- Exercise prompt: Reproduce the rows below word for word, starting at the line that contains "the dog's open" and stopping after the final line of the rows.

____ Task material

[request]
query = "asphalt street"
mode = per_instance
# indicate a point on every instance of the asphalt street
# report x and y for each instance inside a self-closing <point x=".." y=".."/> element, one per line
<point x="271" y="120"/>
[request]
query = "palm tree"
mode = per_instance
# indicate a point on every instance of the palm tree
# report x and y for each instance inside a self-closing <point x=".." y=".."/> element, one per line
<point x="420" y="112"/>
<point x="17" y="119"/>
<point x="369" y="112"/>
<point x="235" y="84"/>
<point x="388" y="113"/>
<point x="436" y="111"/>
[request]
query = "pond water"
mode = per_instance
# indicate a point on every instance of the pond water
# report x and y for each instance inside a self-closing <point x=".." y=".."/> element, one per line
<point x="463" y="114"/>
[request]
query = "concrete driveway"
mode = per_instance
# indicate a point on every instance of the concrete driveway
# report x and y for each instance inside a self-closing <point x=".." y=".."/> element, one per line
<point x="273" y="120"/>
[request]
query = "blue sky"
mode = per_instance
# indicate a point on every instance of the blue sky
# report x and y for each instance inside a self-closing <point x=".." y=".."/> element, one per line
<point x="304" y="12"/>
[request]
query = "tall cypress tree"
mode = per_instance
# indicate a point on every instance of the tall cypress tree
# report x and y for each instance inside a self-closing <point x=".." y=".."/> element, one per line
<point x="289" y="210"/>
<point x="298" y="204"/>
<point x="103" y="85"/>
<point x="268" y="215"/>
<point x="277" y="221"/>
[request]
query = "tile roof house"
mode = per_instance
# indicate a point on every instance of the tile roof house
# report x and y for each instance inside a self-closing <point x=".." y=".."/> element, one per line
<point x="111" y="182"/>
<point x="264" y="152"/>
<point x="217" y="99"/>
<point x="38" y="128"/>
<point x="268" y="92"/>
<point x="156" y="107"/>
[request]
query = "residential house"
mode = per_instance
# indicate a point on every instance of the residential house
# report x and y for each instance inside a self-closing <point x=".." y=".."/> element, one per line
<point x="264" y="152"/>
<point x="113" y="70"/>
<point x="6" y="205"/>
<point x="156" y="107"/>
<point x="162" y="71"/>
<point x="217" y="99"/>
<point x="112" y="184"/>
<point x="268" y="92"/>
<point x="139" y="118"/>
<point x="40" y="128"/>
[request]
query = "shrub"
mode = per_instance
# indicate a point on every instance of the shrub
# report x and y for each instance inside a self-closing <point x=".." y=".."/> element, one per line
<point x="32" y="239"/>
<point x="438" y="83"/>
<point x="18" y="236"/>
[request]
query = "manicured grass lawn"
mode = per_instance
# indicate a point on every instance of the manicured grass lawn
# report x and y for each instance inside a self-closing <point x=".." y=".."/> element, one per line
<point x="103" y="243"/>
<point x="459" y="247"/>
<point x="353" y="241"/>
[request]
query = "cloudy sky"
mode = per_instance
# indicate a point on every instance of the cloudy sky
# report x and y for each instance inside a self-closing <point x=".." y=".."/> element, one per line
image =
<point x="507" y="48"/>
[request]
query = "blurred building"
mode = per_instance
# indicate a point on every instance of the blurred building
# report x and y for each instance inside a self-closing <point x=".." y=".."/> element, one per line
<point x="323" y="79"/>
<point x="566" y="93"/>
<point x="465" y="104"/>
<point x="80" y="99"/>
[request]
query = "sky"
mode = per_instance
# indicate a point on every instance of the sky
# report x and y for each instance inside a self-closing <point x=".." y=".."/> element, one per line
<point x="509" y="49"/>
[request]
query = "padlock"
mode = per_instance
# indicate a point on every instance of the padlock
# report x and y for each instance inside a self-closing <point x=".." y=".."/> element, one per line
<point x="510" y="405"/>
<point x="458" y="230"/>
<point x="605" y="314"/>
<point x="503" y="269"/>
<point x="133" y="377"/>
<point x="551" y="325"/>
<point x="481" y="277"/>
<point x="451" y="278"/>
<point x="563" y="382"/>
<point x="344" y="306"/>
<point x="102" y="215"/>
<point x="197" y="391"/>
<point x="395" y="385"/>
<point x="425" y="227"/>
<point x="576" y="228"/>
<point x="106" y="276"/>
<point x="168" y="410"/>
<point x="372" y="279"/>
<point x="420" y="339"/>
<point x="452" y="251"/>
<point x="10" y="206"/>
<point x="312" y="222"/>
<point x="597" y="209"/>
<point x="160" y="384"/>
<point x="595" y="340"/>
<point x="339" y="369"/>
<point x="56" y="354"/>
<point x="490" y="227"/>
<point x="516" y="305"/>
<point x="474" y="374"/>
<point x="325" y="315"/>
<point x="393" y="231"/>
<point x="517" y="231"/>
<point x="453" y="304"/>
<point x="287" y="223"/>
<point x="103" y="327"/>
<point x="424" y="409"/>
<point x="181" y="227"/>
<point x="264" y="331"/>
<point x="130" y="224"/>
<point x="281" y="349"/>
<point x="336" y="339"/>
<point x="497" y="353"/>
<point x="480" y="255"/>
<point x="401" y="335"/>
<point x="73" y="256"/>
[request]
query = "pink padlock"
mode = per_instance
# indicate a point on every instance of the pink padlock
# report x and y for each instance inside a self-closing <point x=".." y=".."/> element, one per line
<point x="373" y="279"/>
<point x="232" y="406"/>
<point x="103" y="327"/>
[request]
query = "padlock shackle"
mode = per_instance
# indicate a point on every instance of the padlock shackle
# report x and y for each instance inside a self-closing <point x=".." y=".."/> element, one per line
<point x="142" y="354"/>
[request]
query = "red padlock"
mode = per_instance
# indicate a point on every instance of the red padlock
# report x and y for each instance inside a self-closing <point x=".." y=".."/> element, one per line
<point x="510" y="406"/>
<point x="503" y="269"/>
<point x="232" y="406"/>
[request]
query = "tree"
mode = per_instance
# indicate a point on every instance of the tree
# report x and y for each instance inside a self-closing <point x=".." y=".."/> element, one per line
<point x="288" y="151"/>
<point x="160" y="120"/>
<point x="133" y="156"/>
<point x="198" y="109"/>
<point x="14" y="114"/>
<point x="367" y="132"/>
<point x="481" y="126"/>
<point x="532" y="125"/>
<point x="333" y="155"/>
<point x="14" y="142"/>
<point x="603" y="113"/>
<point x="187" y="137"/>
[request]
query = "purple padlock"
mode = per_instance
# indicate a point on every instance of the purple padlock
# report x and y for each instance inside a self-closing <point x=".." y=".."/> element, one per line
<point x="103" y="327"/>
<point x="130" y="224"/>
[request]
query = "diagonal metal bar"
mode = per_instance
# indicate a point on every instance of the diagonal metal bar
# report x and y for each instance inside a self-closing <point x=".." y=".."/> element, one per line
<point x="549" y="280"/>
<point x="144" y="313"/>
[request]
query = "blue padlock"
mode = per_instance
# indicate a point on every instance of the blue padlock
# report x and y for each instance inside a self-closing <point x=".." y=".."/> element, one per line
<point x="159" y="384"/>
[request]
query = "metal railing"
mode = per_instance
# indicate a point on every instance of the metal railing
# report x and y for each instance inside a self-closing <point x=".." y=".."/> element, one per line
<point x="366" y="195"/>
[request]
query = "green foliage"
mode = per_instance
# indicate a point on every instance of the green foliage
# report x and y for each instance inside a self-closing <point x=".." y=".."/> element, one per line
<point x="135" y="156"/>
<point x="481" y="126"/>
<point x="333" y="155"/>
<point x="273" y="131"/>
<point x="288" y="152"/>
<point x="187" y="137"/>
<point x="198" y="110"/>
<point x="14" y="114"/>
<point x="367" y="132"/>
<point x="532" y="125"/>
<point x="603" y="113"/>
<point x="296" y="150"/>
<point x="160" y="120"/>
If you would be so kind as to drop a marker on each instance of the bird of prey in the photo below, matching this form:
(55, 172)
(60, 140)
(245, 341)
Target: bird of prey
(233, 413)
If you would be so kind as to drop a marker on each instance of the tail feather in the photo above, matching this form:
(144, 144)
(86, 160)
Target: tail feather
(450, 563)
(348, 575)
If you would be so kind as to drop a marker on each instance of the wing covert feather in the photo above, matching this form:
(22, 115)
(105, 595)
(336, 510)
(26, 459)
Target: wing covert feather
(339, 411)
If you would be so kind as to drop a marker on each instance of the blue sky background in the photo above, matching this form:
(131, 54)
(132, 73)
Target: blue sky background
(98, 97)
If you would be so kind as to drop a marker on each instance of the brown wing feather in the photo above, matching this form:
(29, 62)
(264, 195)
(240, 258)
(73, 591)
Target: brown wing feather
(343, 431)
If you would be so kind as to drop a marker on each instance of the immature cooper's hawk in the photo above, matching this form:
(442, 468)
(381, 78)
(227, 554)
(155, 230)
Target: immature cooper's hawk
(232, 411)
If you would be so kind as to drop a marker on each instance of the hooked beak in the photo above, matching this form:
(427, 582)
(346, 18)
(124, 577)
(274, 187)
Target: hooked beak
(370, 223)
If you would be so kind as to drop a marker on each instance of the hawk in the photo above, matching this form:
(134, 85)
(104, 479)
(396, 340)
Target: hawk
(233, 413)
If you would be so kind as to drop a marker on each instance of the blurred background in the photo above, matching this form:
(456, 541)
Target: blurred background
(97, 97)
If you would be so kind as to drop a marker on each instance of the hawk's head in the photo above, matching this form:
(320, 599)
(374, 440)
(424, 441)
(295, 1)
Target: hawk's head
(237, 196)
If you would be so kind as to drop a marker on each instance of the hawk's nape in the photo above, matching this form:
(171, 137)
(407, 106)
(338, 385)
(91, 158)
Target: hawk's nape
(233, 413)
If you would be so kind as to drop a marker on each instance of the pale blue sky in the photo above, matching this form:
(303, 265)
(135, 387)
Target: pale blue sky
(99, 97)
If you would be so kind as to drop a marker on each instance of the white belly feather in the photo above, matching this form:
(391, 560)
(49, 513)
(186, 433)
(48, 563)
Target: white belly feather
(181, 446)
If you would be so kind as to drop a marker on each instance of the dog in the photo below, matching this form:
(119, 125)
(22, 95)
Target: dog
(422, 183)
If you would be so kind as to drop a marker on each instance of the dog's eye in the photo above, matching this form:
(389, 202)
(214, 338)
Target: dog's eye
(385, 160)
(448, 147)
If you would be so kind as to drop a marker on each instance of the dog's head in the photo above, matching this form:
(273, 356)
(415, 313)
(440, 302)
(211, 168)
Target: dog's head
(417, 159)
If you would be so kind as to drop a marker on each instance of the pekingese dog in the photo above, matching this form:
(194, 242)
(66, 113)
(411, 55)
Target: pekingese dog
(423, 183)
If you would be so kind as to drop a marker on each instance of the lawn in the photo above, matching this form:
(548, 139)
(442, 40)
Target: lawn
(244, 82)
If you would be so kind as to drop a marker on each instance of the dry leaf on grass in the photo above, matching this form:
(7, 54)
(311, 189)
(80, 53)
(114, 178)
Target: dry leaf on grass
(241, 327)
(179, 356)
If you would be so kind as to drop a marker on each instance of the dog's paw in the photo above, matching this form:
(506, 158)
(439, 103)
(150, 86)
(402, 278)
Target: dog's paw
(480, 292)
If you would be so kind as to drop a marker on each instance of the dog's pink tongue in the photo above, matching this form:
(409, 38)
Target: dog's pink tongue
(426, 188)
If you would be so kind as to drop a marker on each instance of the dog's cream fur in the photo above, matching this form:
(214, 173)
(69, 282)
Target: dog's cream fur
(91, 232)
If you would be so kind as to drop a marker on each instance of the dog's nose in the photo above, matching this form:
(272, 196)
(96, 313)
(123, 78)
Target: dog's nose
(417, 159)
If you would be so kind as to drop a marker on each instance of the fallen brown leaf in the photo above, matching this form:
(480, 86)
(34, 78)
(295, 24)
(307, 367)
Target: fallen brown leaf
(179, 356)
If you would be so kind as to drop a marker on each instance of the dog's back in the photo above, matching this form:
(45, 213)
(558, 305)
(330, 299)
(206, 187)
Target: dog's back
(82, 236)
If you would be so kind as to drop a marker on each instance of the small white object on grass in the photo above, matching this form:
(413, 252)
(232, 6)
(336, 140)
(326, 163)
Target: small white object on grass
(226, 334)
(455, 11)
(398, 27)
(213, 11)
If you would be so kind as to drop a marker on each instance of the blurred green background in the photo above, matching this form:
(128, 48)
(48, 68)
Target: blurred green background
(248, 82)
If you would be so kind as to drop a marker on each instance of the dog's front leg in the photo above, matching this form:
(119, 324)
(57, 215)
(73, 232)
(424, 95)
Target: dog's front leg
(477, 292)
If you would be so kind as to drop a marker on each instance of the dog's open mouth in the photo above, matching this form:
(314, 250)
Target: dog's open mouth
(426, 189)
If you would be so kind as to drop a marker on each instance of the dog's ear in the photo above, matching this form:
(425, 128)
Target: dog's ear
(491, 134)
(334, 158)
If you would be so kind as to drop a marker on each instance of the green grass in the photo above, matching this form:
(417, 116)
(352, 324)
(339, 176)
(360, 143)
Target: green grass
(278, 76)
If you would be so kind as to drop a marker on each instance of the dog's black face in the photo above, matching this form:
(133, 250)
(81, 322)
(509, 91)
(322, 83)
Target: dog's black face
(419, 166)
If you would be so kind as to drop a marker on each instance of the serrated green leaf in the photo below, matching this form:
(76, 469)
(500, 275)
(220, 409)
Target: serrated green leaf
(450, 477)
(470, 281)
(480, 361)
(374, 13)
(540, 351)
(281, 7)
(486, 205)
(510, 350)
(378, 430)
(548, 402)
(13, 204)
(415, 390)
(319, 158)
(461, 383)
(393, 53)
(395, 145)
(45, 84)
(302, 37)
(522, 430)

________

- Worked answer:
If you would be so kind as to drop a marker on each instance of the dog's open mouth in the photo above, matching this form:
(314, 250)
Target: dog's open mouth
(426, 189)
If you would be so kind as to drop a marker on each instance of the dog's ear in the photo above, matching this form:
(425, 128)
Target: dog's ear
(491, 134)
(334, 158)
If you would be so kind as to drop a marker on each instance of the green grass in the photo above, matching this form:
(417, 116)
(352, 324)
(339, 176)
(360, 143)
Target: green grass
(278, 76)
If you would be so kind as to drop a marker on each instance of the dog's black face in the photo above, matching this form:
(133, 250)
(81, 322)
(509, 91)
(322, 83)
Target: dog's black face
(419, 166)
If you would be so kind as to drop a marker on each instance of the serrated green leaf in the photo below, matching this form:
(76, 469)
(500, 275)
(220, 409)
Target: serrated green leaf
(450, 477)
(470, 281)
(480, 361)
(374, 13)
(540, 351)
(281, 7)
(486, 205)
(510, 350)
(378, 430)
(548, 402)
(13, 204)
(415, 390)
(319, 158)
(461, 383)
(393, 53)
(395, 145)
(45, 84)
(302, 37)
(522, 430)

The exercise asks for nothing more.